- [RECORDED INFORMATION]
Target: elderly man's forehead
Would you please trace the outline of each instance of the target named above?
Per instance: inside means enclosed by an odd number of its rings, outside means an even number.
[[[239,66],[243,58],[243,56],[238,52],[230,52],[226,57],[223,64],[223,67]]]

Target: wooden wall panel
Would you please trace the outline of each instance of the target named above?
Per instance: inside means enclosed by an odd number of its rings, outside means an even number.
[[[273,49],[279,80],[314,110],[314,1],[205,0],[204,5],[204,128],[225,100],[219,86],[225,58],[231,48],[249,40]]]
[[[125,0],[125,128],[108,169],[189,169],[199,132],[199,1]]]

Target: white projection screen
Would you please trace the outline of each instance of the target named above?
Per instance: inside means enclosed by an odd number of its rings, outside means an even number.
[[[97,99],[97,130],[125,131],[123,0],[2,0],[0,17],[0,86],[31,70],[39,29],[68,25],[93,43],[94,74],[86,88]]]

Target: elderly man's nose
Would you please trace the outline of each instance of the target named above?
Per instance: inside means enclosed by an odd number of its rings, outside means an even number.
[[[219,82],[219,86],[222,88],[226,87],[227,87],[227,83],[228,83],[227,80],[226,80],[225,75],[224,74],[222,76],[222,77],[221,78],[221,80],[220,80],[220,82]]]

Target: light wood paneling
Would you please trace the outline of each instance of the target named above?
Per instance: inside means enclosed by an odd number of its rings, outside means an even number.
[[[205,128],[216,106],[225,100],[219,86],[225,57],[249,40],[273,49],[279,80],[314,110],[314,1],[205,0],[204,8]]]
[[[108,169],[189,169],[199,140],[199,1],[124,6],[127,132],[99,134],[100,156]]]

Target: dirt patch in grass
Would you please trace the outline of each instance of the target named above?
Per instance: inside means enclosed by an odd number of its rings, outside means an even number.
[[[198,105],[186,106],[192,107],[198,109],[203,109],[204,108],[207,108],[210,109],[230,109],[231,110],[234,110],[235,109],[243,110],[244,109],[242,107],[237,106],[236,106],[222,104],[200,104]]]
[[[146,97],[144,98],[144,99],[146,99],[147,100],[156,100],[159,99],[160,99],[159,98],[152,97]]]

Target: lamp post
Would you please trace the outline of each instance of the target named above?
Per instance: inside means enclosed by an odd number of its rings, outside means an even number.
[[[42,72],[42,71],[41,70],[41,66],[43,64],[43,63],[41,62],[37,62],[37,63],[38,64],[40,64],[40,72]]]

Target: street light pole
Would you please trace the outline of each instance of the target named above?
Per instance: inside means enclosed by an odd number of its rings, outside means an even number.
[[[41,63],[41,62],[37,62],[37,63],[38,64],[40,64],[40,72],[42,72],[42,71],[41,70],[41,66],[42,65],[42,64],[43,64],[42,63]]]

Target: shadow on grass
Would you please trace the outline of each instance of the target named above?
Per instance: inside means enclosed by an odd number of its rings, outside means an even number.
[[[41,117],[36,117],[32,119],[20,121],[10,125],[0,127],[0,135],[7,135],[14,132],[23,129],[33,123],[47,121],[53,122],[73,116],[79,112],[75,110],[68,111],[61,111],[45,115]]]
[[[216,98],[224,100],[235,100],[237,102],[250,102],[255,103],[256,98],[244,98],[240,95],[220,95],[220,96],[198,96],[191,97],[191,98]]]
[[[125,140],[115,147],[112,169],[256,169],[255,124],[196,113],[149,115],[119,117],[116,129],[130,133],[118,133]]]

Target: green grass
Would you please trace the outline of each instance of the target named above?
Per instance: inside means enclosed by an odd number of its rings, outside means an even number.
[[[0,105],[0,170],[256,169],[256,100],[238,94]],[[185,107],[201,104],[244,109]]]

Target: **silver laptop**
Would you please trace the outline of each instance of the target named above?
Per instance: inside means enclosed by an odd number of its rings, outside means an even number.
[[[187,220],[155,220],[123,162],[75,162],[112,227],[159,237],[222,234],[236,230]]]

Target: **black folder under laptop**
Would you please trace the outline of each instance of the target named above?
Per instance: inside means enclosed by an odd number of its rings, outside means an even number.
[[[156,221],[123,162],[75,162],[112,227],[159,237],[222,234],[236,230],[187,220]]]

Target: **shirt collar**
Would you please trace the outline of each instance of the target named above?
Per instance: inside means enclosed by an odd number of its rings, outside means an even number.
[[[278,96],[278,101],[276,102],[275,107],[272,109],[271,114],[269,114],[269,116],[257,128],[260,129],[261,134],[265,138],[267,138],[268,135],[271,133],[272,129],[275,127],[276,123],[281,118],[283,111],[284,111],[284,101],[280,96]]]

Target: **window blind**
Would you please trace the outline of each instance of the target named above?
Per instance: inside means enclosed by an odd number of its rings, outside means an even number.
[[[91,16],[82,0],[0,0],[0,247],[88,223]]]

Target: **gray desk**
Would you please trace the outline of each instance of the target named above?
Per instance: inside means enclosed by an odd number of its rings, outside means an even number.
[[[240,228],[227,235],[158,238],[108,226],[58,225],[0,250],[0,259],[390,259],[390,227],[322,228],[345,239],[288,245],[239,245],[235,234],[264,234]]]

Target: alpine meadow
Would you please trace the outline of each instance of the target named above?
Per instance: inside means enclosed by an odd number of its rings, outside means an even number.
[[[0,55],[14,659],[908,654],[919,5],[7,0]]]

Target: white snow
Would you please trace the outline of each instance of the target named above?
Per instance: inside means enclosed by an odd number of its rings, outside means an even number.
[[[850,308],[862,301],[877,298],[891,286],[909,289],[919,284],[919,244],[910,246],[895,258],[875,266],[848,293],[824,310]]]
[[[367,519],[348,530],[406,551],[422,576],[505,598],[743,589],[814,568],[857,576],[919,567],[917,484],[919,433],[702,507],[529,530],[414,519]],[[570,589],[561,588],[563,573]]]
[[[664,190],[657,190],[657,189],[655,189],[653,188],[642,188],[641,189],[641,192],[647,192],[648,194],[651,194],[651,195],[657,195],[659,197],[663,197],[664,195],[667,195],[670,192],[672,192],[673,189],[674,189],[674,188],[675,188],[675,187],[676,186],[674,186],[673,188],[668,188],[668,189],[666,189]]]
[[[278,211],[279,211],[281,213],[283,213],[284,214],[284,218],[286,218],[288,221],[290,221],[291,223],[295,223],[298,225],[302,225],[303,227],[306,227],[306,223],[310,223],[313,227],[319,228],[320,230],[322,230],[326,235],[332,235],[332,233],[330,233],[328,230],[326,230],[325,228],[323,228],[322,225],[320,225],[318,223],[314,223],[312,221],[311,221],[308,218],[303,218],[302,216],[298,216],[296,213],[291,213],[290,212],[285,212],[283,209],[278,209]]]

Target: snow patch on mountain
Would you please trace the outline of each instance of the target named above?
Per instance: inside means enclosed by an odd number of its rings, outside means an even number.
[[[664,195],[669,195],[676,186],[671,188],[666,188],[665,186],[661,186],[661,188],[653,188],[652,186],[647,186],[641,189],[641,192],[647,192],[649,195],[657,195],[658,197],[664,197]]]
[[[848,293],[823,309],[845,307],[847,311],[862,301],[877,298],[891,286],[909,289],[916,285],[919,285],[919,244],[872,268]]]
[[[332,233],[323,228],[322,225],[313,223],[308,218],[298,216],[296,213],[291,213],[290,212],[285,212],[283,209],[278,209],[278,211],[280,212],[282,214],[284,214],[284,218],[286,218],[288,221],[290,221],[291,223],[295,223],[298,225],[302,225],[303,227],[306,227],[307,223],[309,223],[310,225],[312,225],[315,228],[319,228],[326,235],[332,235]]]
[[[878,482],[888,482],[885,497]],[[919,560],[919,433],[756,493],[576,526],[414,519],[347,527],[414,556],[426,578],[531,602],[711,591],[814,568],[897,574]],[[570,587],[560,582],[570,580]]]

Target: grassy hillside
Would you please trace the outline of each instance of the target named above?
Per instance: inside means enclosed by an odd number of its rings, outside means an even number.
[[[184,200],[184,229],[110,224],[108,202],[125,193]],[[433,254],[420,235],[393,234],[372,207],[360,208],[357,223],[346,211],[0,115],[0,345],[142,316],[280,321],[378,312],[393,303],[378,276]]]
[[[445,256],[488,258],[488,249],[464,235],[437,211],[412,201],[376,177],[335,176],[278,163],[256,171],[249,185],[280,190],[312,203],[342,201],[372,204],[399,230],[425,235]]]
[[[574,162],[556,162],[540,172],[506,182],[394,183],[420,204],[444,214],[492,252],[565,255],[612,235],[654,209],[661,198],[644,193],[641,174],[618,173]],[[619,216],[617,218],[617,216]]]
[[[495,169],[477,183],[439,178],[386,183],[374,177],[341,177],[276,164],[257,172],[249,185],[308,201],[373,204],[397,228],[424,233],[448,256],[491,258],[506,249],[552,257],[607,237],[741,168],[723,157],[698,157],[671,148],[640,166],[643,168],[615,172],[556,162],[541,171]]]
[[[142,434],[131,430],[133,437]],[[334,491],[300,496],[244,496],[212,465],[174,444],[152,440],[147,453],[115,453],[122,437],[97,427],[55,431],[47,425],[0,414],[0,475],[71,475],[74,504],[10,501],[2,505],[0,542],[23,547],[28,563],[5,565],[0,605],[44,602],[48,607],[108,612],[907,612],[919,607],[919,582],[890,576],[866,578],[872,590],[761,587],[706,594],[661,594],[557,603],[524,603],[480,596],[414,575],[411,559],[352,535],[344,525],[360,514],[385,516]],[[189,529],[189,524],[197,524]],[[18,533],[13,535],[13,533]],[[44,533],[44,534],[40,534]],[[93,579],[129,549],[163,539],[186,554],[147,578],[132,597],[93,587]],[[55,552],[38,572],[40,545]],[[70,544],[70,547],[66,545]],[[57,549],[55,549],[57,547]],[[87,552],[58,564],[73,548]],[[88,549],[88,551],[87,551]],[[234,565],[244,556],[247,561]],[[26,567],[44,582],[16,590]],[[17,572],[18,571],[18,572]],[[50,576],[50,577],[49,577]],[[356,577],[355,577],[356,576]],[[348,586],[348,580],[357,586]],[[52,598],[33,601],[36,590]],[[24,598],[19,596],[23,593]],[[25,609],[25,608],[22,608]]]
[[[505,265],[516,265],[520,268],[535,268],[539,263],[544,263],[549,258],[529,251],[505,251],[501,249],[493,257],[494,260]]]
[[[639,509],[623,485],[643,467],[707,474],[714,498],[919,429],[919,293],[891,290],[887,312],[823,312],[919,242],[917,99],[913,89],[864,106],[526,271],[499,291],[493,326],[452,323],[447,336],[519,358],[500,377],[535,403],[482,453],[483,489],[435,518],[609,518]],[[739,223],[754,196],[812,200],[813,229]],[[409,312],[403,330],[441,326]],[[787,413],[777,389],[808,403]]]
==
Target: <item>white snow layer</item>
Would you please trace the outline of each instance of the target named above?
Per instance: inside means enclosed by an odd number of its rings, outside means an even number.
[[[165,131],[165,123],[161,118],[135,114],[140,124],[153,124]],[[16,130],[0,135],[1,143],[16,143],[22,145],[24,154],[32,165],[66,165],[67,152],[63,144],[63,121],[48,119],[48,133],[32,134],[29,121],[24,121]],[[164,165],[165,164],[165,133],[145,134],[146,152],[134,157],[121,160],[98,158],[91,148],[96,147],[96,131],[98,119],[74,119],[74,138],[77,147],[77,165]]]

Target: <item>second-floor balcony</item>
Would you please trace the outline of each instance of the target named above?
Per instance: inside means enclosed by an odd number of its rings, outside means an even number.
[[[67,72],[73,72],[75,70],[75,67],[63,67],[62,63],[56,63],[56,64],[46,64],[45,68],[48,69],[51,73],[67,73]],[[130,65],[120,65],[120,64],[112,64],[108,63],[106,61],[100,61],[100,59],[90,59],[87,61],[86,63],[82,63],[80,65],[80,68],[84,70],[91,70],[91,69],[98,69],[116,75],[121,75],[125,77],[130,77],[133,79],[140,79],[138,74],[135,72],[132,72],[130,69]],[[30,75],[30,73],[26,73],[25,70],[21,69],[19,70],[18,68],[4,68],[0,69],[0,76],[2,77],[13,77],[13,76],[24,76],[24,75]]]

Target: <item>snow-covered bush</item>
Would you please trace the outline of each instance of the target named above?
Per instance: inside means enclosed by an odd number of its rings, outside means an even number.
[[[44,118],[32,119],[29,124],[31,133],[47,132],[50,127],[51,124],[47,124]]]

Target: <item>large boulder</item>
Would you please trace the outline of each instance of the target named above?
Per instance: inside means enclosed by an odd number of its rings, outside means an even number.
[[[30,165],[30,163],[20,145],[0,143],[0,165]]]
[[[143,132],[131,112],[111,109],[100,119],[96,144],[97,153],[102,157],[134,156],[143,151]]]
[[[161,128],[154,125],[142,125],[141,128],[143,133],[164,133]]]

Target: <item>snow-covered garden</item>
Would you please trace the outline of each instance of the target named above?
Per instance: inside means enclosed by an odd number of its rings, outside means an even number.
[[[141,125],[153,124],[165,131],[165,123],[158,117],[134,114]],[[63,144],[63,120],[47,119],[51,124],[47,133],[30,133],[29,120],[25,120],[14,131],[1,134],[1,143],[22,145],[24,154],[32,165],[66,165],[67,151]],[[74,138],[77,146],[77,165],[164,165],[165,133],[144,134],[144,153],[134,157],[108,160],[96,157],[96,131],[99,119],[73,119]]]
* * *
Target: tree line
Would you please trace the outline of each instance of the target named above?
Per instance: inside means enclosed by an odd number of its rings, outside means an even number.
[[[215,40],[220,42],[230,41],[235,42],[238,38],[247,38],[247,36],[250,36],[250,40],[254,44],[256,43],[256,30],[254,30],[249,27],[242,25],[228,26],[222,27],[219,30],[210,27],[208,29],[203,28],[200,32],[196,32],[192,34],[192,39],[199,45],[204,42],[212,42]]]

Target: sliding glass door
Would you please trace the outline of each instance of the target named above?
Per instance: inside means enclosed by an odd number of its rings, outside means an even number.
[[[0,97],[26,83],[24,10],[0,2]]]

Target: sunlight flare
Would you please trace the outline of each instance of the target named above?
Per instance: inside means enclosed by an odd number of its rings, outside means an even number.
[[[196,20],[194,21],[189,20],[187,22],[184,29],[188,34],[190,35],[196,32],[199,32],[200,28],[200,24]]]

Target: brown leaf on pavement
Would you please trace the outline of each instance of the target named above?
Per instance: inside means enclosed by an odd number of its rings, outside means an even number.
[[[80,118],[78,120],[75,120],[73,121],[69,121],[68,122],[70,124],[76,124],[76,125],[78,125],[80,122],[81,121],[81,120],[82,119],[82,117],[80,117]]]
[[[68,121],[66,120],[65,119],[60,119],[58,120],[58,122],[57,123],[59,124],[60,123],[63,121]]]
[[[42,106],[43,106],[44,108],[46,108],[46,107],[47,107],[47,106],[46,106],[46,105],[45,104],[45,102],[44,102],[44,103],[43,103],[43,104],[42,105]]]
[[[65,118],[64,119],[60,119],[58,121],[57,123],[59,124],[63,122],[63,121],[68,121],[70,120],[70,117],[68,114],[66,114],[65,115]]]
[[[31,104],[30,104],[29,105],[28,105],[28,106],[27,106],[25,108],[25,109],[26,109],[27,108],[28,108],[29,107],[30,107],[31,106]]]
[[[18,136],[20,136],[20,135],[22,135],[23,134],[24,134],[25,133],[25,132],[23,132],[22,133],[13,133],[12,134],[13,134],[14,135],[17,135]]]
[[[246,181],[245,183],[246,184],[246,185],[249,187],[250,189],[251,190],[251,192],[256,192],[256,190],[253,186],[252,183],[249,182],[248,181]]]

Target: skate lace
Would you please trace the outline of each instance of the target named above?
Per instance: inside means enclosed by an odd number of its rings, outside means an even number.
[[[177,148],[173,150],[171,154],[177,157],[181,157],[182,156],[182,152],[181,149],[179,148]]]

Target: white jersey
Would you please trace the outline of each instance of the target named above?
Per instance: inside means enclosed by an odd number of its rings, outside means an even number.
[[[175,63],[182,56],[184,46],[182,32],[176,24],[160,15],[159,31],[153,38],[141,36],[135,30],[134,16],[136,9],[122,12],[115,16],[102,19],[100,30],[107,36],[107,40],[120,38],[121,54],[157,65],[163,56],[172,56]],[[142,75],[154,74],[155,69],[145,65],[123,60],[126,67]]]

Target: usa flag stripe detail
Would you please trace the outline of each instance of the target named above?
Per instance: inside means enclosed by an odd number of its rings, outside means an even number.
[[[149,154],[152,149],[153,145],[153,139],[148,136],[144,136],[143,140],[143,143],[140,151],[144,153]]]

- [PROMPT] Convert the records running from the line containing "Target: alpine meadow" through the line containing "[[[0,55],[14,659],[908,654],[919,5],[7,0]]]" into a two-column CSV with the header input_text,expected_output. Give one row per record, with the record's text under input_text and its answer under expected_output, each as a single quoted field with line breaks replaced by spaces.

- [RESPONSE]
input_text,expected_output
"Target: alpine meadow Would you please trace the outline of each instance of the target named above? Per instance: inside means enclosed by an odd number of its rings, outside means an even number.","[[[0,55],[14,659],[908,654],[919,5],[7,0]]]"